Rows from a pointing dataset
## BEGIN
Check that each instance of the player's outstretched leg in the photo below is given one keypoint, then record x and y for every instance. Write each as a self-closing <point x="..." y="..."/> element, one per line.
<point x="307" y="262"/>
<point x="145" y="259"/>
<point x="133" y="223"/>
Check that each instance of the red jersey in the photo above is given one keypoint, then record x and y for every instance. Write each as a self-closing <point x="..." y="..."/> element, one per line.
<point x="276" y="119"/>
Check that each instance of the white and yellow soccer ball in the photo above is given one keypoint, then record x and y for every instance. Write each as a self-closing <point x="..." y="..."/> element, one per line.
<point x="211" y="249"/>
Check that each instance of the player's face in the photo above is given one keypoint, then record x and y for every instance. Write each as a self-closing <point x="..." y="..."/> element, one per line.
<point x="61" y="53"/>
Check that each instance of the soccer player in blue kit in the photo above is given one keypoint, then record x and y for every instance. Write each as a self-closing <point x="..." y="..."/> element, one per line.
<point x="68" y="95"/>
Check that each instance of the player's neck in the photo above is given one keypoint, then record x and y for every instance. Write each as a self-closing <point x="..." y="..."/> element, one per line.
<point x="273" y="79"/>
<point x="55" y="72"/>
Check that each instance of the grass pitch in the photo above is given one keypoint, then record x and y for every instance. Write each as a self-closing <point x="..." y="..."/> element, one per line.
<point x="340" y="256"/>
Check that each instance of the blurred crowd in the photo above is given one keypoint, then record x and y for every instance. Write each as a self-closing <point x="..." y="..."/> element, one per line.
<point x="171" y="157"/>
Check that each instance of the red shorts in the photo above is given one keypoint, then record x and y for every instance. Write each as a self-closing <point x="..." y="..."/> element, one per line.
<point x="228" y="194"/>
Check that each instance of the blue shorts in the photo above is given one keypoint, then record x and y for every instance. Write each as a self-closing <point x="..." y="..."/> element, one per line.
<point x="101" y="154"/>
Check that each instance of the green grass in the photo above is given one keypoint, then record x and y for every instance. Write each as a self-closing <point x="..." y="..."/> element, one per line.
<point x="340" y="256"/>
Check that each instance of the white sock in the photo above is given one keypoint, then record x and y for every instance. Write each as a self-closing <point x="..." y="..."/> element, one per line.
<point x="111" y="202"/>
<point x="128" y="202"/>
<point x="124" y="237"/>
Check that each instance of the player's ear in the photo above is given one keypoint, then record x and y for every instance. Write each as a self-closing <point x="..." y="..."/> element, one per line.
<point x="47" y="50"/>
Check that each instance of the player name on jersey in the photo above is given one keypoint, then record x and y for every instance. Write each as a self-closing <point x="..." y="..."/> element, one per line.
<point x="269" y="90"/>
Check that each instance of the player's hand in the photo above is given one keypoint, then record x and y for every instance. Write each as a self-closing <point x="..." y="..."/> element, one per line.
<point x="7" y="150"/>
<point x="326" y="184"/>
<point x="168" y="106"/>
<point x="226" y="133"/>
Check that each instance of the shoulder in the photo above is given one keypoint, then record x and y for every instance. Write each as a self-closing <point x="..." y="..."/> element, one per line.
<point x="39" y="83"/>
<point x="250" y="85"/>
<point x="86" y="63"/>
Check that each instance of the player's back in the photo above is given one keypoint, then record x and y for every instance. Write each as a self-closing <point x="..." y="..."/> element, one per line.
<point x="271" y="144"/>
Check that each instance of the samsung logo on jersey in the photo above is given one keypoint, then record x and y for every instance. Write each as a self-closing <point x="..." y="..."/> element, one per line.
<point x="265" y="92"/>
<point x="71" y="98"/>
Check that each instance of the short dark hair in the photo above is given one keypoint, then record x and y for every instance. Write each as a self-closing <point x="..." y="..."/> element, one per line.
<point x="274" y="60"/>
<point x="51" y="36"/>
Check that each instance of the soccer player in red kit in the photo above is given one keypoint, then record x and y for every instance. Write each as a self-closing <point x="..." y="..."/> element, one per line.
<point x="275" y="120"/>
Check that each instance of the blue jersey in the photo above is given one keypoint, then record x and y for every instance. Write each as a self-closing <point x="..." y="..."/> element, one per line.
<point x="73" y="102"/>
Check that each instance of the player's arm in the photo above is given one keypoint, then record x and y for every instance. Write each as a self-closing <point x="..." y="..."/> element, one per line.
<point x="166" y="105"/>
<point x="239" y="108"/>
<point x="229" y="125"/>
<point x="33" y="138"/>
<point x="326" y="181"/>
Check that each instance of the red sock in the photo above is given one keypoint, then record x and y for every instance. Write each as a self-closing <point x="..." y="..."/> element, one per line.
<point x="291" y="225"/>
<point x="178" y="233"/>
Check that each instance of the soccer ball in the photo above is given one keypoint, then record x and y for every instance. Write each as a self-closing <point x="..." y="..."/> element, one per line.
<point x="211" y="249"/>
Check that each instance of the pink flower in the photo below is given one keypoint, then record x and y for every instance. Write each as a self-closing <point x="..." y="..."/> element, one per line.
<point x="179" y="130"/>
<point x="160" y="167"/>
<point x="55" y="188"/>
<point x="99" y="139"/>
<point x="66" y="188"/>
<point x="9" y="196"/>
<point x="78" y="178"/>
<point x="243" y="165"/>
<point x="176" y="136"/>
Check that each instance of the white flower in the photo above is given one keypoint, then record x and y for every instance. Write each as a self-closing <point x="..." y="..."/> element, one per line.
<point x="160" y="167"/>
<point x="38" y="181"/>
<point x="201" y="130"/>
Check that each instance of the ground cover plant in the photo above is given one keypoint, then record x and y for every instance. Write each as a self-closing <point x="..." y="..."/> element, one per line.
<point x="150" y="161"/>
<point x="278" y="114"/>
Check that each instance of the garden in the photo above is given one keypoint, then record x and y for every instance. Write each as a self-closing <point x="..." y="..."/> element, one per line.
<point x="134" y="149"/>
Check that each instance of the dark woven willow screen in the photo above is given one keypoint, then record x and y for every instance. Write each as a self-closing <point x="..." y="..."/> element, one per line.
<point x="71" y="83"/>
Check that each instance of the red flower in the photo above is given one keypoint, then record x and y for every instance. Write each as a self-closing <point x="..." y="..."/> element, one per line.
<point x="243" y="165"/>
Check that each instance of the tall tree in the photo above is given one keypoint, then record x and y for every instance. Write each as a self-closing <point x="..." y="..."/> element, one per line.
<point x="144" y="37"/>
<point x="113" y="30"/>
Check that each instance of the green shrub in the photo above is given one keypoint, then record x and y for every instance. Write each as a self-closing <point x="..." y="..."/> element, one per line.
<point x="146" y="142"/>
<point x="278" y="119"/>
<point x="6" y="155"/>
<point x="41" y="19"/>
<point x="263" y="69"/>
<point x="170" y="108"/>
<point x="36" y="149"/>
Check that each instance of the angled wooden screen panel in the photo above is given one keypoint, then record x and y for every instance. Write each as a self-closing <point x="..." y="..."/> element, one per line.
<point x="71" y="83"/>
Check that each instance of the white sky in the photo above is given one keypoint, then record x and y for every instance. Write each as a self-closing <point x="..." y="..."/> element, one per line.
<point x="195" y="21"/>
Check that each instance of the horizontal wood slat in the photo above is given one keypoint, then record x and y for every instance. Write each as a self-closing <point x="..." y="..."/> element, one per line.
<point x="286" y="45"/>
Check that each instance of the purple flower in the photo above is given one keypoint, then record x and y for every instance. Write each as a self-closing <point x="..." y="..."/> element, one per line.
## END
* Aim: Return the listing above in full, character for character.

* Written response:
Check that each instance of the player's outstretched leg in the photo below is given one keypoint, then record x and y for every instance. Write each as a self-closing <point x="..." y="..."/> element, one per line.
<point x="307" y="262"/>
<point x="145" y="259"/>
<point x="133" y="223"/>
Check that each instance of the red jersey in the photo above is given one keypoint, then record x and y for every instance. Write each as a self-closing <point x="..." y="..."/> element, one per line.
<point x="276" y="119"/>
Check that each instance of the white and yellow soccer ball in the photo above is given one keypoint, then record x and y for every instance. Write each as a self-closing <point x="..." y="..."/> element, one per line.
<point x="211" y="249"/>
Check that each instance of the player's face in the photo above is given one keypoint, then record x and y for every instance. Write each as a self-closing <point x="..." y="..."/> element, one per line.
<point x="61" y="53"/>
Check that each instance of the soccer player in blue kit in the photo above is given one keypoint, then record x and y for every instance. Write each as a self-closing <point x="..." y="..."/> element, one per line.
<point x="68" y="95"/>
Check that each instance of the player's neck in the photo above is given one keypoint, then record x and y for every instance. Write each as a self-closing <point x="..." y="..."/> element, one per line.
<point x="273" y="79"/>
<point x="55" y="72"/>
Check that each instance of the grass pitch in the photo above is given one keypoint, then record x and y for every instance. Write each as a self-closing <point x="..." y="..."/> element, one per line.
<point x="340" y="256"/>
Check that each instance of the blurred crowd in the photo above is given one keypoint, then record x and y for every instance. Write each as a self-closing <point x="..." y="..."/> element, one per line.
<point x="171" y="157"/>
Check that each instance of the red shorts in the photo above is given one keypoint, then record x and y for every instance. Write each as a self-closing <point x="..." y="..."/> element, one per line.
<point x="228" y="194"/>
Check that each instance of the blue shorts in the photo above is given one keypoint, then record x and y for every instance. Write each as a self-closing <point x="..." y="..."/> element, one per line.
<point x="101" y="154"/>
Check that each instance of the green grass in the photo above is given one keypoint, then record x and y for every instance. Write each as a self-closing <point x="..." y="..."/> element, one per line.
<point x="340" y="256"/>
Check that each instance of the white sock in the photo above is given one keypoint, then record x and y for every instance. Write each as a self-closing <point x="..." y="..."/> element, one per line.
<point x="111" y="202"/>
<point x="128" y="202"/>
<point x="124" y="237"/>
Check that each instance of the player's ear in the photo above is given one keypoint, then record x and y for every instance. Write each as a self-closing <point x="..." y="..."/> element, one per line.
<point x="47" y="50"/>
Check that each instance of the player name on jersey in the photo above is given one keypoint, then record x and y for every instance. Write each as a self-closing <point x="..." y="..."/> element, one per line.
<point x="269" y="90"/>
Check that each instance of the player's hand in the photo above is given one keypoint, then record x and y for every instance. Write each as a self-closing <point x="..." y="..."/> element, one per line.
<point x="7" y="150"/>
<point x="326" y="184"/>
<point x="168" y="106"/>
<point x="226" y="133"/>
Check that each instance of the shoulder in the photo above is given one keypoint, then record x and y for every instance. Write each as a self-closing <point x="..." y="..."/> element, one per line.
<point x="39" y="83"/>
<point x="250" y="85"/>
<point x="86" y="63"/>
Check that each instance of the player's back in the photo above is given one keypoint, then record x and y for every instance. Write each as a self-closing <point x="..." y="..."/> element, one per line.
<point x="271" y="144"/>
Check that each instance of the samsung logo on jersey in the photo above is given one keypoint, then record x and y for every instance. Write each as a self-closing <point x="..." y="..."/> element, one per line.
<point x="265" y="92"/>
<point x="71" y="98"/>
Check that each instance of the short dark hair in the photo above is given one keypoint, then record x and y for every instance. Write each as a self-closing <point x="..." y="..."/> element, one per line.
<point x="274" y="60"/>
<point x="51" y="36"/>
Check that each instance of the soccer player in red kit in the photo above is given one keypoint, then record x and y for every instance. Write each as a self-closing <point x="..." y="..."/> element, one per line.
<point x="275" y="120"/>
Check that each instance of the blue jersey in the photo above is given one keypoint, then record x and y for every instance. Write each as a self-closing <point x="..." y="..."/> element, one per line.
<point x="73" y="102"/>
Check that each instance of the player's arm in the photo above is given one keypoint, then record x and y for every instance. Write each as a self-closing <point x="..." y="..."/> element, one per line.
<point x="166" y="105"/>
<point x="239" y="108"/>
<point x="229" y="125"/>
<point x="33" y="138"/>
<point x="326" y="181"/>
Check that each instance of the red sock in the photo above is given one keypoint, then record x and y for every instance. Write each as a self-closing <point x="..." y="..."/> element, one per line.
<point x="291" y="225"/>
<point x="178" y="233"/>
Check that each instance of the soccer ball in the photo above is given one keypoint, then record x and y for every instance. Write each as a self-closing <point x="..." y="..."/> element, one per line.
<point x="211" y="249"/>
Check that each instance of the pink flower in the photo below is given one keypoint, then record x and y for every instance. Write each as a self-closing <point x="..." y="..."/> element, one per line.
<point x="179" y="130"/>
<point x="160" y="167"/>
<point x="55" y="188"/>
<point x="99" y="139"/>
<point x="66" y="188"/>
<point x="9" y="196"/>
<point x="78" y="178"/>
<point x="243" y="165"/>
<point x="176" y="136"/>
Check that each instance of the white flower in the photo above is given one keypoint, then record x and y for every instance. Write each as a self-closing <point x="..." y="..."/> element, one per line.
<point x="160" y="167"/>
<point x="38" y="181"/>
<point x="201" y="130"/>
Check that each instance of the ground cover plant in the photo above is given one keypoint, then record x and y for every instance. Write each as a self-closing <point x="..." y="..."/> element, one per line.
<point x="150" y="161"/>
<point x="278" y="114"/>
Check that each instance of the garden in the photo above is given one keypoint, then record x and y for every instance. Write each as a self-closing <point x="..." y="..."/> element, one per line.
<point x="134" y="149"/>
Check that each instance of the dark woven willow screen in the photo above is given one keypoint, then record x and y for every instance. Write each as a self-closing <point x="..." y="..."/> element, one per line.
<point x="71" y="83"/>
Check that each instance of the red flower in the photo above is given one keypoint, then record x and y for every instance. Write each as a self-closing <point x="..." y="..."/> element, one per line.
<point x="243" y="165"/>
Check that each instance of the tall tree in the photo above is given one keypoint, then record x and y for every instance. Write each as a self-closing <point x="..." y="..."/> element, one per line.
<point x="144" y="37"/>
<point x="113" y="30"/>
Check that each instance of the green shrub in the photo above is given one keypoint, then record x and y for every instance. Write each as a self-closing <point x="..." y="..."/> element, one per line.
<point x="146" y="142"/>
<point x="278" y="119"/>
<point x="6" y="155"/>
<point x="41" y="19"/>
<point x="263" y="69"/>
<point x="170" y="108"/>
<point x="36" y="149"/>
Check that each instance of the angled wooden screen panel in the photo above is given one keypoint, then record x and y for every instance. Write each as a self-closing <point x="..." y="..."/> element, one per line.
<point x="71" y="83"/>
Check that each instance of the white sky in the photo above is given one keypoint, then record x and y for every instance. Write each as a self-closing <point x="..." y="..."/> element, one per line.
<point x="195" y="21"/>
Check that each instance of the horizontal wood slat in the photo above is given one keypoint, then record x and y for every instance. Write each as a self-closing <point x="..." y="..."/> element, one per line.
<point x="286" y="45"/>
Check that each instance of the purple flower in the photo above is given one keypoint, then record x and y for every instance. Write each as a self-closing <point x="..." y="..."/> element, one per line.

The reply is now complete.